- What you are asked to do
Rewrite these lines with every "pointed leaf tip" changed to "sharp leaf apex". Leave everything else unchanged.

- Dataset content
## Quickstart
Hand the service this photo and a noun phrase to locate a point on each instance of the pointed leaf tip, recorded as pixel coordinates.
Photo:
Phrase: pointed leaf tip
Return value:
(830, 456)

- Solution
## Quickstart
Hand the service this photo and a noun phrase to locate a point on each instance of the sharp leaf apex, recorded as pixel coordinates.
Photo:
Phrase: sharp leaf apex
Return value:
(830, 456)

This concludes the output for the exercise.